For Immediate release

 

New to the Haggerty Museum of Art

 

(Milwaukee)  The exhibition For Meyer Schapiro: A portfolio of 12 from the Estate of Michael J. Black, M.D., is currently on display at the Haggerty Museum of Art, Marquette University.  This collection includes original lithographs, etchings, and silk-screens created by Andy Warhol, Jasper Johns, Ellsworth Kelly, Alexander Liberman, Stanley William Hayter, Roy Lichenstein, Andre Masson, Robert Motherwell, Claes Oldenburg, Robert Rauschenburg, Frank Stella, and Saul Steinberg.

 

Highlights of the exhibition include a variation of Andy Warhol’s famous Cambell’s Soup Can printed all in black, Jasper John’s Target, and Lichtenstein’s Still Life With Lemon and Glass.

+++++

• _Exercise set_:
1) Answer these questions from the press release about the Haggerty Museum of Art exhibition:
(a) Which university is the museum part of?
(b) From whose estate does the portfolio come?
(c) In what color is the Warhol variation in the exhibition printed?
2) Name every kind of print that the press release says the collection includes.
3) Please carry the press release about the Haggerty Museum of Art exhibition forward from its last sentence, in the same style.
The material that follows is separate from the press release above and unrelated to it.

+++++

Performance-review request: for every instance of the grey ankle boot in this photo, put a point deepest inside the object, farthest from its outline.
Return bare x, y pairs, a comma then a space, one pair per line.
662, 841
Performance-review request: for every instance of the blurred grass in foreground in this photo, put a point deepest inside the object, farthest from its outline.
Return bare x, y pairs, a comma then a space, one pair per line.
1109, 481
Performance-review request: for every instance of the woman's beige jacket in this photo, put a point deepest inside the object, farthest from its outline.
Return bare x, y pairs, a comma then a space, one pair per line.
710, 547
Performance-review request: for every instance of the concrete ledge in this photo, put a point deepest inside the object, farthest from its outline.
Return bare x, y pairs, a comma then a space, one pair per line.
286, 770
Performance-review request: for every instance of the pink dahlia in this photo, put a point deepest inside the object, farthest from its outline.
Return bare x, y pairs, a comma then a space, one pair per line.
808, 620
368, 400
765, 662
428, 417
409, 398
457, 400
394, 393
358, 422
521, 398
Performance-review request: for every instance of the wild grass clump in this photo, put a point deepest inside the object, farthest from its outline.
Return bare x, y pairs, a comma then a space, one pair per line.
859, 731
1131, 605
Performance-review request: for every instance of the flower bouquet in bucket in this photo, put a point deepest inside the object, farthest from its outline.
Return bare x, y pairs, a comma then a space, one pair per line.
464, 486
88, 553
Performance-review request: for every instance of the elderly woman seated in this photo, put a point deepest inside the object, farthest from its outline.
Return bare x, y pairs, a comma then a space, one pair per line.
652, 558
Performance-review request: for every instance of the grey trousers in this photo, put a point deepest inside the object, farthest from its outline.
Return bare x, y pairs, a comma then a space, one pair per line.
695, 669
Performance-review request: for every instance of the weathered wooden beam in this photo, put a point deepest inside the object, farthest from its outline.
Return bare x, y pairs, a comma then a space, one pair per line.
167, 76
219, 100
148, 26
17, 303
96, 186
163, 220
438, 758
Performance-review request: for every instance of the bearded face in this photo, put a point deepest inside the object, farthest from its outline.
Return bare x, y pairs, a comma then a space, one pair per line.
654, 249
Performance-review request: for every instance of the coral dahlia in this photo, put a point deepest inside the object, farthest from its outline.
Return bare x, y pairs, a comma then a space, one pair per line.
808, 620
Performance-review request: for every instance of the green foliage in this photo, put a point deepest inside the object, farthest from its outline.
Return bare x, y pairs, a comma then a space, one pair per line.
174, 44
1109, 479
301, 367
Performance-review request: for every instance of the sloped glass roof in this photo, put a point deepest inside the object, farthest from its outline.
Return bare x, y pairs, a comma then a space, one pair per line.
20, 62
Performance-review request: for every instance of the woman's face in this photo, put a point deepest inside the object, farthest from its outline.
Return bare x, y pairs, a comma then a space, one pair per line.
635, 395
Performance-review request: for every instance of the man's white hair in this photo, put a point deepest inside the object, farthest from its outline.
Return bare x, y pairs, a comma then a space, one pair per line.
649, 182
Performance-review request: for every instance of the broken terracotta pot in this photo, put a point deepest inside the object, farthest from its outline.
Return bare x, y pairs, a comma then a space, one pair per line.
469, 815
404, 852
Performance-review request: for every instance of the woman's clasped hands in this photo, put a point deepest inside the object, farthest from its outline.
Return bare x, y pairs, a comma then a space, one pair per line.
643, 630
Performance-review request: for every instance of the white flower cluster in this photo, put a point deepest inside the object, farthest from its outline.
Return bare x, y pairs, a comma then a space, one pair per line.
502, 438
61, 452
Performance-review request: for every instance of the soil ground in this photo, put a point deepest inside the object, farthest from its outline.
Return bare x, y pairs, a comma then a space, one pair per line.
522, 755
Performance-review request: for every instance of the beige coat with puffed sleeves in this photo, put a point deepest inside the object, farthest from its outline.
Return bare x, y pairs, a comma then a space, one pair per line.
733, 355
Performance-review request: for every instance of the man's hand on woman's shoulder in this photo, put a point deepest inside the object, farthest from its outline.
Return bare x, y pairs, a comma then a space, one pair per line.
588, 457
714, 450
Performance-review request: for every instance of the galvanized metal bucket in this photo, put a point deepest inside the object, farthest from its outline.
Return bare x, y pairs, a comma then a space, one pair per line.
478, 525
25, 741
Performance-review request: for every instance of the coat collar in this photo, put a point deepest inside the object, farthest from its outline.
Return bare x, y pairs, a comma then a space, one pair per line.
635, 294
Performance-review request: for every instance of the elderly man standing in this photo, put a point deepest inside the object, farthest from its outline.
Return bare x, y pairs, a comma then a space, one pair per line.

+++++

• _Answer list_:
1)
(a) Marquette University
(b) Michael J. Black, M.D.
(c) All in black

2) Lithographs, etchings, and silk-screens

3)
The collection is being shown in memory of Meyer Schapiro, a principal figure in the intellectual life of New York who made important scholarly contributions to the criticism of modern and contemporary art in America during the mid twentieth century.  He was a professor emeritus at Columbia University and also a lecturer at New York University and at the New School for Social Research.  Schapiro’s lectures were seen as important events in the lives of many up and coming, as well as firmly established artists in New York at the time.  His published works, especially his writings on Picasso, Van Gogh, and Cezanne are considered treasured texts on the subjects of art and criticism from the 19th and 20th centuries.

 

The collection of prints on display at the Haggerty was compiled in 1974 on the occasion of Meyer Schapiro’s 70th Birthday.  The works were sold in an edition of 100 to fund the endowment of a chair in Schapiro’s name in the departments of art history and archeology at Columbia University, New York.  The portfolio has been made available to the Haggerty by the estate of Dr. Michael J. Black.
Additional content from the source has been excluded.